* **Location identification entries**

- - -

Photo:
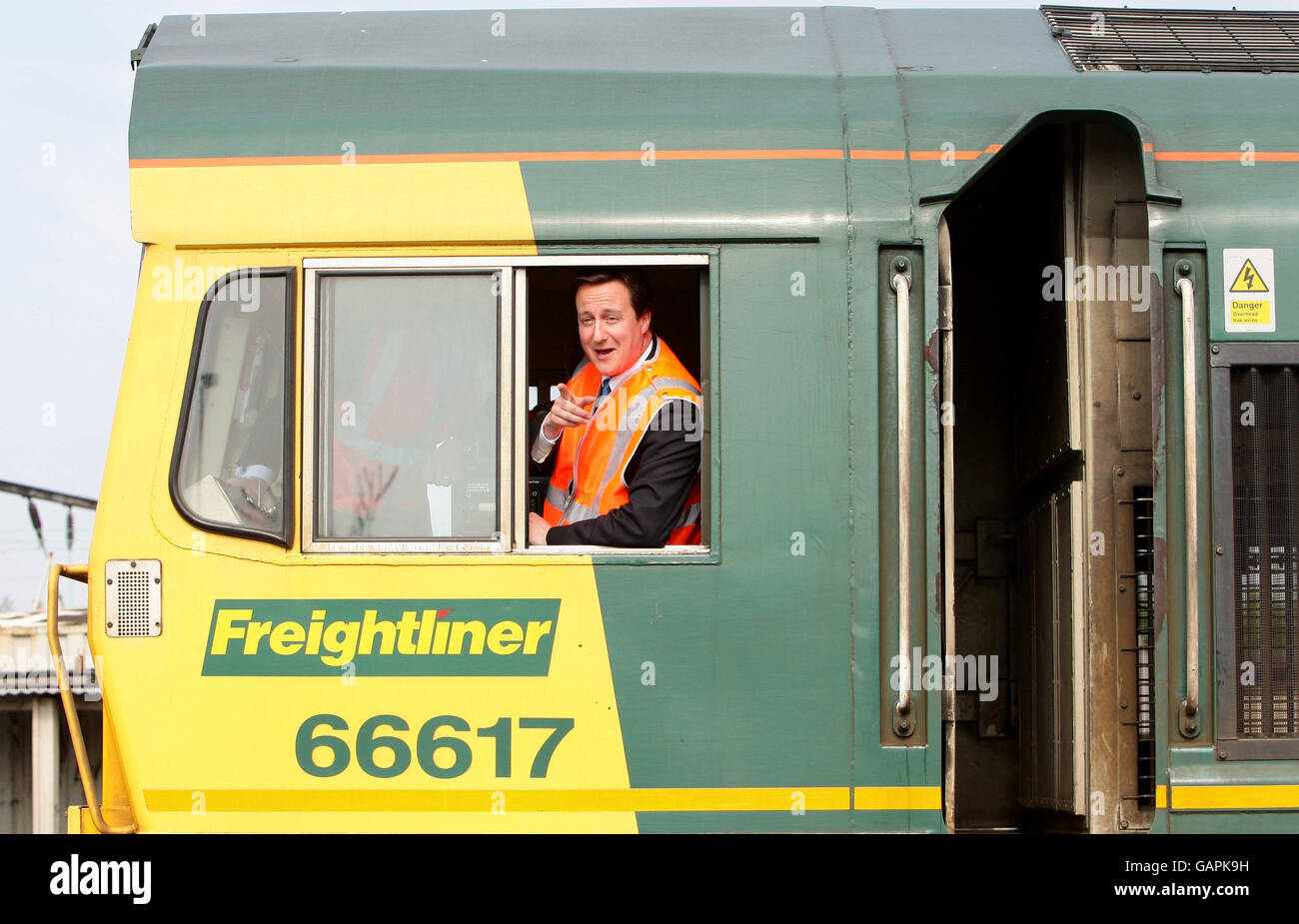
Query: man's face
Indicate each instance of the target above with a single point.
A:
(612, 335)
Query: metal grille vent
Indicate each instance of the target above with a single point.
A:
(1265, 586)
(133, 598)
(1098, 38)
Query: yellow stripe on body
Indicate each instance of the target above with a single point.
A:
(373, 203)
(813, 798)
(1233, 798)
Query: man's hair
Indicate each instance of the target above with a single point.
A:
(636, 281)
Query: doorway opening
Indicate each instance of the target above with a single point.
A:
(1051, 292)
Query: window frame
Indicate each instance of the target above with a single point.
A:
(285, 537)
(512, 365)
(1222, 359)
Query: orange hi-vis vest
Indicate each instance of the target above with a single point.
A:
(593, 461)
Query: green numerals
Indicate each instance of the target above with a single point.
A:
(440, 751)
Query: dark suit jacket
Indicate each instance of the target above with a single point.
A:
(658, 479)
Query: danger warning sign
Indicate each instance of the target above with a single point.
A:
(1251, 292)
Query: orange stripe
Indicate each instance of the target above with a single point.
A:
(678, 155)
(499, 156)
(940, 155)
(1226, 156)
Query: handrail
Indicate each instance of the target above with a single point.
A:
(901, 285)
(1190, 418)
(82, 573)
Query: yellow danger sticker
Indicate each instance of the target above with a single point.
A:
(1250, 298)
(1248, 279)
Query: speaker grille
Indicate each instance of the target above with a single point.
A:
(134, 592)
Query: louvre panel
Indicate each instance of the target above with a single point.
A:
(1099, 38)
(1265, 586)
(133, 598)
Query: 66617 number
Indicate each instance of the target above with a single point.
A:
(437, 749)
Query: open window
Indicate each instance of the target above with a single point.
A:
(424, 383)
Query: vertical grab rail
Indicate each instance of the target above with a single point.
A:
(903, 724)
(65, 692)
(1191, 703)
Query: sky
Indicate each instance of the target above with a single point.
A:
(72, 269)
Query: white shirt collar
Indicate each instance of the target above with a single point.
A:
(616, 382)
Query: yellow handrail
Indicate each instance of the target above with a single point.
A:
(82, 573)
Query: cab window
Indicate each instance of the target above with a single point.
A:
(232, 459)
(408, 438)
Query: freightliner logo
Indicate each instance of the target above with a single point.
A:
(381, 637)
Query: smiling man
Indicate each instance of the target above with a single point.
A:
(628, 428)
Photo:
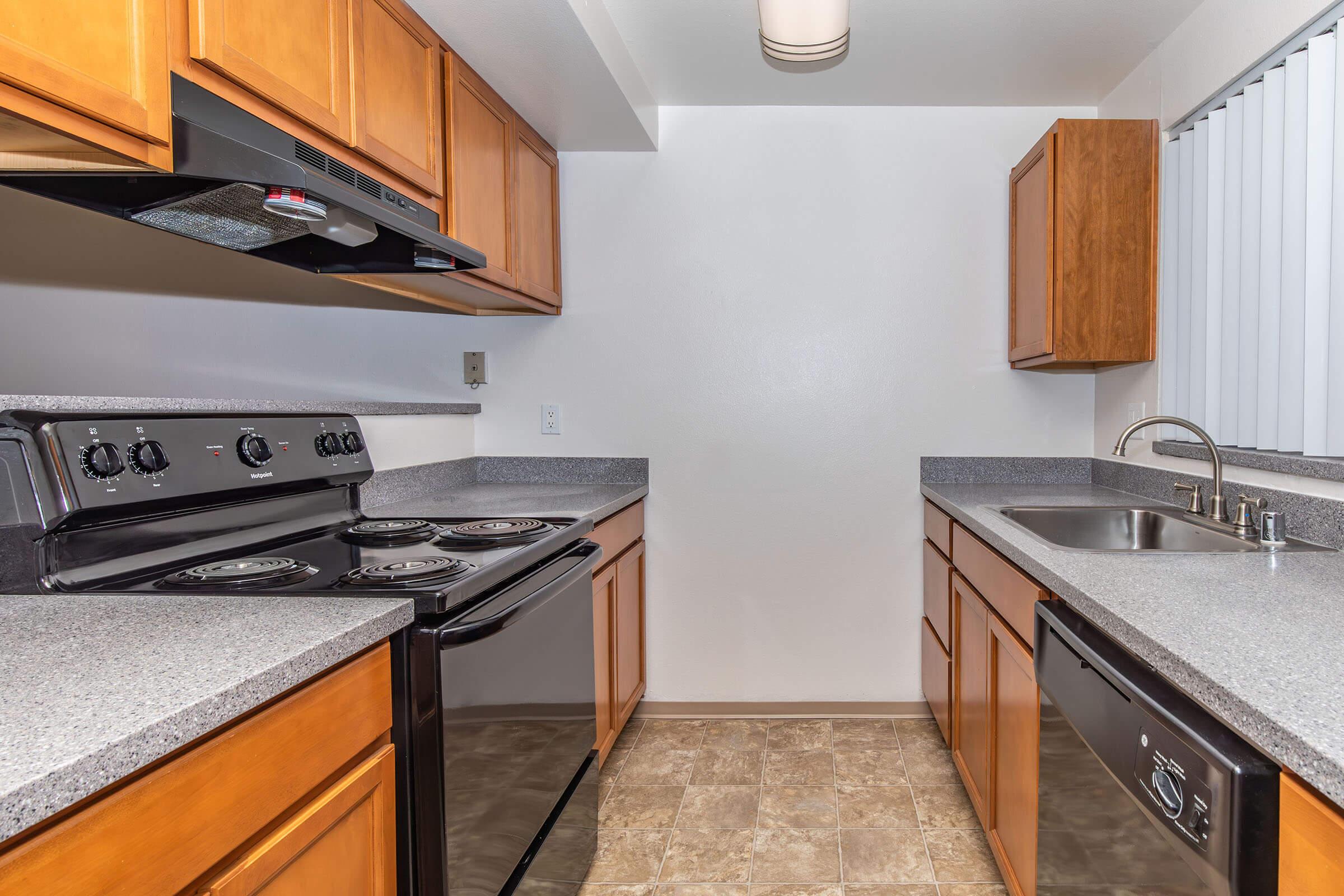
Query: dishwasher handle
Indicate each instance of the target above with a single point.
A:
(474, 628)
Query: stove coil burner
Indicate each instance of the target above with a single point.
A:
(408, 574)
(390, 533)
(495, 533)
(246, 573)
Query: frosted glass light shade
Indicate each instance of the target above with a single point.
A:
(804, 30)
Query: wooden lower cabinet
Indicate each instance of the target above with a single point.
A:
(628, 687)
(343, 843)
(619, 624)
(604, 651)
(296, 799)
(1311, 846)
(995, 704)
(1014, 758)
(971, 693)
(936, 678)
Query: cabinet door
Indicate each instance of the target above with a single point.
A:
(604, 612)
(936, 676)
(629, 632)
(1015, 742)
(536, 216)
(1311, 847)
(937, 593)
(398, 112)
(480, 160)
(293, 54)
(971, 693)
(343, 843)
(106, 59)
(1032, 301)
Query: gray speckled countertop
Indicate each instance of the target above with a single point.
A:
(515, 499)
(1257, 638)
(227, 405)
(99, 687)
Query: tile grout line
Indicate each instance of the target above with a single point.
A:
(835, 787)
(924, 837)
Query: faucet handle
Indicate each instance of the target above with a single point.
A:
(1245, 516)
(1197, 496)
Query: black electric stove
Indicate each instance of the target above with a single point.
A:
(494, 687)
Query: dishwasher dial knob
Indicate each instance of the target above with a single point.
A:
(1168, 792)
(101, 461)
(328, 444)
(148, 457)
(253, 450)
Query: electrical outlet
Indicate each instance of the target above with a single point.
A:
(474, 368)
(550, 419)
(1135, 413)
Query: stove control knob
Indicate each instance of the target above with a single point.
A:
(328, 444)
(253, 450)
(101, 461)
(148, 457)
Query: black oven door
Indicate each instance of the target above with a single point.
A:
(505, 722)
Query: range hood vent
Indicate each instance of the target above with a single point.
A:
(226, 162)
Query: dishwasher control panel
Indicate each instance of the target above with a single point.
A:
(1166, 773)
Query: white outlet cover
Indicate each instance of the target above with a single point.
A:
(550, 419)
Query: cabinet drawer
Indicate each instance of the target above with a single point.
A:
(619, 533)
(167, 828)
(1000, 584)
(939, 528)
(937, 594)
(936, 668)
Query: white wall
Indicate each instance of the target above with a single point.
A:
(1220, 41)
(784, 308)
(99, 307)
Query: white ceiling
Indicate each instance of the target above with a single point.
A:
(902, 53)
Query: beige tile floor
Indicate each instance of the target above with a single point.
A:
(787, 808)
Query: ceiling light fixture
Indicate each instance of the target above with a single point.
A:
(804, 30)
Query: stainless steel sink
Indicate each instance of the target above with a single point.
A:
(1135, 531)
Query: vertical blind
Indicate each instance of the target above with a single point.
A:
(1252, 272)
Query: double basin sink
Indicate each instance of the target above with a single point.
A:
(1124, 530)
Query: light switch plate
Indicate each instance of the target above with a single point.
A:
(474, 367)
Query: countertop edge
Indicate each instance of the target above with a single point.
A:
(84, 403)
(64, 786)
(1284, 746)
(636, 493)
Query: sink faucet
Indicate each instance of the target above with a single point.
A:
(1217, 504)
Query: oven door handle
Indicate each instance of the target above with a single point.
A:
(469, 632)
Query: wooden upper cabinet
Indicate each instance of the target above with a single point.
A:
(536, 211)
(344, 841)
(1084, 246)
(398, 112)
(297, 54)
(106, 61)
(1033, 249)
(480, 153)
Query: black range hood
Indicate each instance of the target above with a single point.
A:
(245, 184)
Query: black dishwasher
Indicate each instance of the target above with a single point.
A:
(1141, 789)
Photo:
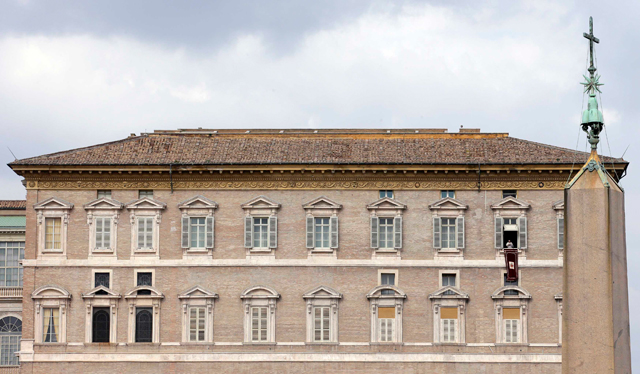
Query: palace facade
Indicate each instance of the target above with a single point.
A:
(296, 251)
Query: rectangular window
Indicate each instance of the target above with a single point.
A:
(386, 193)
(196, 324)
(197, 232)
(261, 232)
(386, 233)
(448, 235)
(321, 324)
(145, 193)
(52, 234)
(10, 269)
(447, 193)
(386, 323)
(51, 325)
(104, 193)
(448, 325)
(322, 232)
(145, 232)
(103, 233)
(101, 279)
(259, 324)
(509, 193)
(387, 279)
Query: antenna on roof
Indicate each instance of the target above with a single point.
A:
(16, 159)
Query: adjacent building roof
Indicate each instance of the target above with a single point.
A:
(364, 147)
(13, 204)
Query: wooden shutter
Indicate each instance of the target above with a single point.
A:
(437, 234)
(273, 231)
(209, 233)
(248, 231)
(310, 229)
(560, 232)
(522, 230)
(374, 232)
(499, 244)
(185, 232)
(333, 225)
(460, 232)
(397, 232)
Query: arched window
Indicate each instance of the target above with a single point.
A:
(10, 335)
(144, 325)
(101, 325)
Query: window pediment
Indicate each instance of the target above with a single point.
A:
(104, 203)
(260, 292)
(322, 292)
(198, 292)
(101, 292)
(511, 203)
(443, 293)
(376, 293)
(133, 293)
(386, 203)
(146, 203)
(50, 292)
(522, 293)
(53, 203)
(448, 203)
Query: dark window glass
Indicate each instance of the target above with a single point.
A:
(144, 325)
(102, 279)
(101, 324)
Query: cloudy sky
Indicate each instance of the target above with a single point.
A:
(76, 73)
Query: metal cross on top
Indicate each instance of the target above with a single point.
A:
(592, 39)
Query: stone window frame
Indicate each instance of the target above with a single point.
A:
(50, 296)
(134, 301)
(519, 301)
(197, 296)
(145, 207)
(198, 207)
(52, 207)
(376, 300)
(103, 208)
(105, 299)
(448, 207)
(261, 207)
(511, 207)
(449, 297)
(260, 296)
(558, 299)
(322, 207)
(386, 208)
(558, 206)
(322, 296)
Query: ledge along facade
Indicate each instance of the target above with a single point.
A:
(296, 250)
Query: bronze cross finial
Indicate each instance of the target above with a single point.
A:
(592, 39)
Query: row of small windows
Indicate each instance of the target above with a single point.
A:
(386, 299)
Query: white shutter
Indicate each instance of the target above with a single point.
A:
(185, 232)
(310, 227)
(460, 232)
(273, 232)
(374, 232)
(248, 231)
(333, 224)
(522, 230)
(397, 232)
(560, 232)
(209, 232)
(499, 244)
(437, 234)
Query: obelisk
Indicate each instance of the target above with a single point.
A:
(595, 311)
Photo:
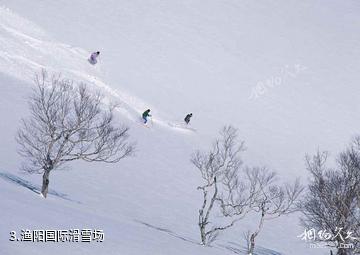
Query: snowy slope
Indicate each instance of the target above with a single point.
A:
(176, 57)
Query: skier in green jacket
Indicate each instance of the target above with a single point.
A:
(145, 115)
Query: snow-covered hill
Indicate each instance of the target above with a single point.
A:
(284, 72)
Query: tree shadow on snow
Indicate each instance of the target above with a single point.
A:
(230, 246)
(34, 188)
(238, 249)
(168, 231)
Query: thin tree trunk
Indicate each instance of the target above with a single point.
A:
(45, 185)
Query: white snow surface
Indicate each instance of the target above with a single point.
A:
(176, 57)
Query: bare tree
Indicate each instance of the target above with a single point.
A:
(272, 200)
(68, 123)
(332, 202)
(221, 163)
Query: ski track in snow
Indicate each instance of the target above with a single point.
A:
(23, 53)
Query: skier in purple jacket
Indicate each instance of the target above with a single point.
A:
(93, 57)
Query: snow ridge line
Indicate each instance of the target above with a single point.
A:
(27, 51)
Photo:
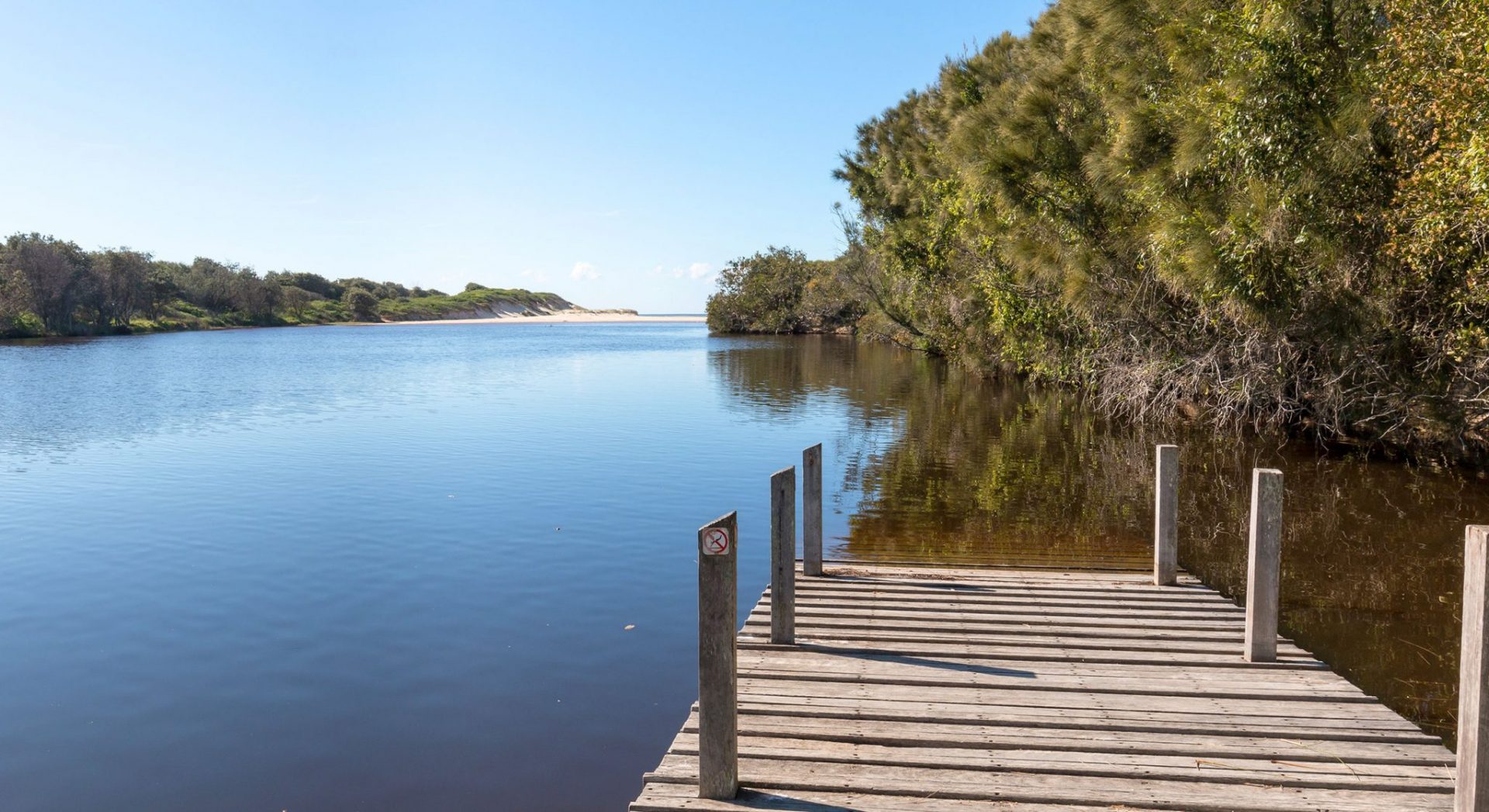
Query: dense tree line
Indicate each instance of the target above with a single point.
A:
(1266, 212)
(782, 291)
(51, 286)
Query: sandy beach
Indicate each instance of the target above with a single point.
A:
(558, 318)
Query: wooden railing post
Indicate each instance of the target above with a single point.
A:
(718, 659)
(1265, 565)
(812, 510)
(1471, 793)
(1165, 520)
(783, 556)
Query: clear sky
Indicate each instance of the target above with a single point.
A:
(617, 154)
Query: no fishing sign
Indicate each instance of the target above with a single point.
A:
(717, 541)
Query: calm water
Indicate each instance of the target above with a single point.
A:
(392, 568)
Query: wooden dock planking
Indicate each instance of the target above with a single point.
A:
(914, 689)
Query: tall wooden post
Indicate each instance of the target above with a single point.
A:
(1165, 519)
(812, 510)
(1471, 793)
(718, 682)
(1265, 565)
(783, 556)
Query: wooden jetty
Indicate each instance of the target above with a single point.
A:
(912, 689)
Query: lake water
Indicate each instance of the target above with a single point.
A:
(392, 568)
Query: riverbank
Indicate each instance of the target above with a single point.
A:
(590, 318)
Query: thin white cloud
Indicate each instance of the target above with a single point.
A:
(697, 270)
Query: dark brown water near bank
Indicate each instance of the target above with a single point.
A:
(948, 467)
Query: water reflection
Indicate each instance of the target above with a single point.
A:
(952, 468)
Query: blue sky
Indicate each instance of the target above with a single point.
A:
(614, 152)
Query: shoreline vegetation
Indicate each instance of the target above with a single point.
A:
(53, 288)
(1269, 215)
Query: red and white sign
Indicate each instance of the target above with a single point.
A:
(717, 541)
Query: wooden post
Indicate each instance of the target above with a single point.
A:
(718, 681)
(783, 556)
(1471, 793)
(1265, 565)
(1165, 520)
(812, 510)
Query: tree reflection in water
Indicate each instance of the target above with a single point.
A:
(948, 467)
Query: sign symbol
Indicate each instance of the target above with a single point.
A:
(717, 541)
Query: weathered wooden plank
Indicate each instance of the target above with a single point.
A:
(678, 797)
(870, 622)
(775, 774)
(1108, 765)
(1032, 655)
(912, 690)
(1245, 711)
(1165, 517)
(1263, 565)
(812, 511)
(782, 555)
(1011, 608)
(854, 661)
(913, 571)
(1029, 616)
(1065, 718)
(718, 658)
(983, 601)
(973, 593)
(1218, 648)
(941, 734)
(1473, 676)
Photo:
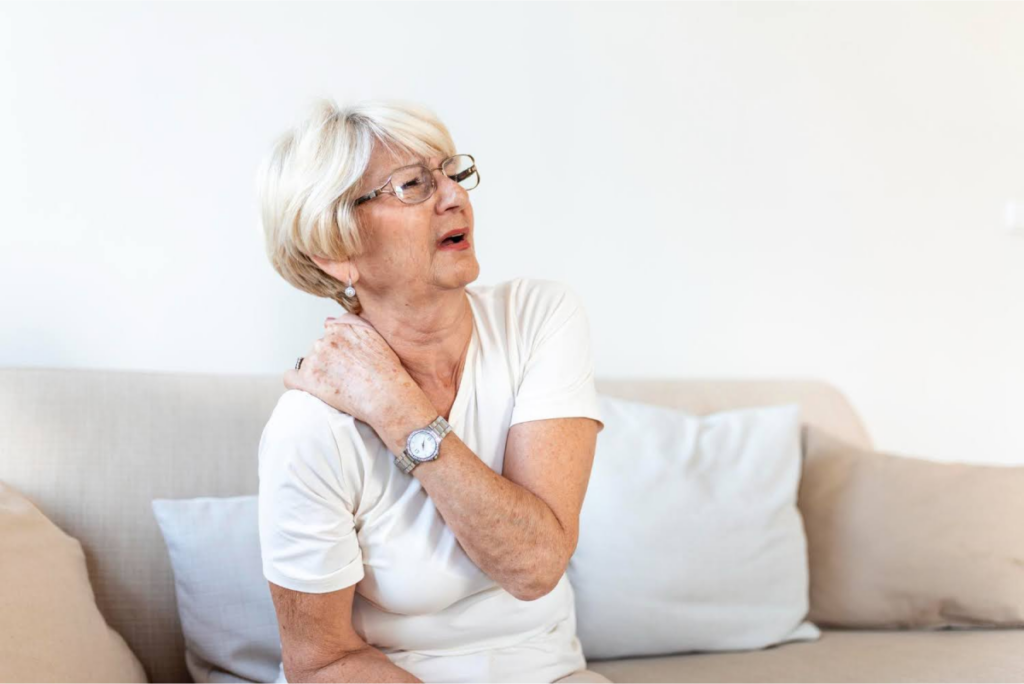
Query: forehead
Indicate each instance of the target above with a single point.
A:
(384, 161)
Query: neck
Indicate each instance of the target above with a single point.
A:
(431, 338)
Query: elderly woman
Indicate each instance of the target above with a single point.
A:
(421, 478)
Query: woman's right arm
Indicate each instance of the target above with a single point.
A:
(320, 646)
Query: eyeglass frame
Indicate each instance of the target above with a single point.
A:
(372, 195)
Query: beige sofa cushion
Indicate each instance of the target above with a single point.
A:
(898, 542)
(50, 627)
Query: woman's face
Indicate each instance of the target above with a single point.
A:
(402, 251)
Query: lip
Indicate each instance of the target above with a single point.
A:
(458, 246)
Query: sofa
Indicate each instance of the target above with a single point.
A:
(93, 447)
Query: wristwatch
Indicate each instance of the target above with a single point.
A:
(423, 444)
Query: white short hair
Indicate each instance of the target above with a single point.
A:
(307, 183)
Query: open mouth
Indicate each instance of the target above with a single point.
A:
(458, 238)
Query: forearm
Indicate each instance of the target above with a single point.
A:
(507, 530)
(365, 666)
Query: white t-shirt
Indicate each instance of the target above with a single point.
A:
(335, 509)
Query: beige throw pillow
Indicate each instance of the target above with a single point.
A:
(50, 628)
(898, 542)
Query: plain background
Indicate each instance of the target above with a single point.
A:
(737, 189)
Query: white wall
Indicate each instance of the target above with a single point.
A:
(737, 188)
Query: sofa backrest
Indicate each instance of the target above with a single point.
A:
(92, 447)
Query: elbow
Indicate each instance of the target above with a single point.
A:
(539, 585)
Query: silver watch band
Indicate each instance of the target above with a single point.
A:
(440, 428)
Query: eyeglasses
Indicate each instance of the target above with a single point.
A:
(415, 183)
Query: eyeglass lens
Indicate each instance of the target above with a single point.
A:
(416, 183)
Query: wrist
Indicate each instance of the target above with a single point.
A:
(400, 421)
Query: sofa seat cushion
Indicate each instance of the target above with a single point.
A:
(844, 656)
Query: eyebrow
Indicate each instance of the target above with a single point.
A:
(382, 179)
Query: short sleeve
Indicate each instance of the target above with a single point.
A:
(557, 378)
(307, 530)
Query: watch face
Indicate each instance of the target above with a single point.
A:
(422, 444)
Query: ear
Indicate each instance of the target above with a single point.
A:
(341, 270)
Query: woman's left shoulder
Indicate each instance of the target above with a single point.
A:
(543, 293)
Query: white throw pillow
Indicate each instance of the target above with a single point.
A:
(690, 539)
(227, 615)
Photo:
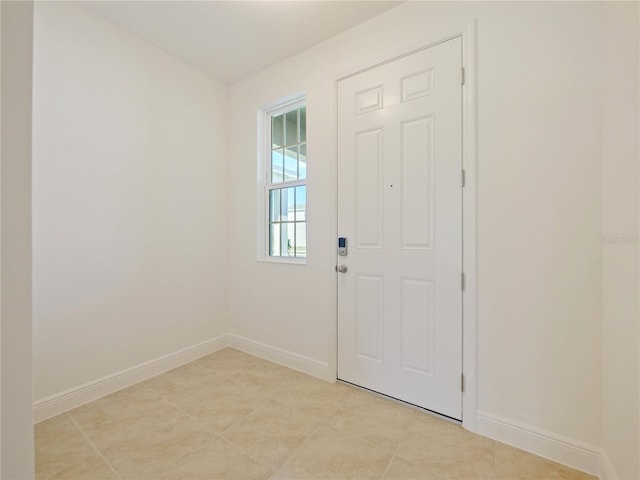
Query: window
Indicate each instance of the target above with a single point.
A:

- - -

* **Stated goal**
Lay out the lines of the entries as a numbered list, starting with the line that contains "Query: sofa seat cushion" and going on through the end of the entries, with blank lines left out. Leave the pictures out of your answer.

* **Result**
1. Query: sofa seat cushion
2. Indicate each instance of the target above with a single point.
3. A:
4. (844, 656)
5. Query: eyebrow
6. Indicate each instance of the target above with a single point.
7. A:
8. (382, 179)
9. Query: short sleeve
10. Indicate each instance of the target above with a single point.
11. A:
12. (557, 378)
13. (307, 530)
14. Query: watch face
15. Indicate each instance of the target above with a single point.
16. A:
17. (422, 444)
18. Query: ear
19. Indicate each instance of the target above with a single point.
20. A:
21. (341, 270)
22. Query: woman's left shoulder
23. Indicate each instance of the target above with a single point.
24. A:
25. (543, 293)
26. Query: white throw pillow
27. Indicate each instance of the target above with a single point.
28. A:
29. (690, 539)
30. (227, 615)
31. Photo:
32. Query: window
33. Indicate each instance of the target above with a single point.
34. A:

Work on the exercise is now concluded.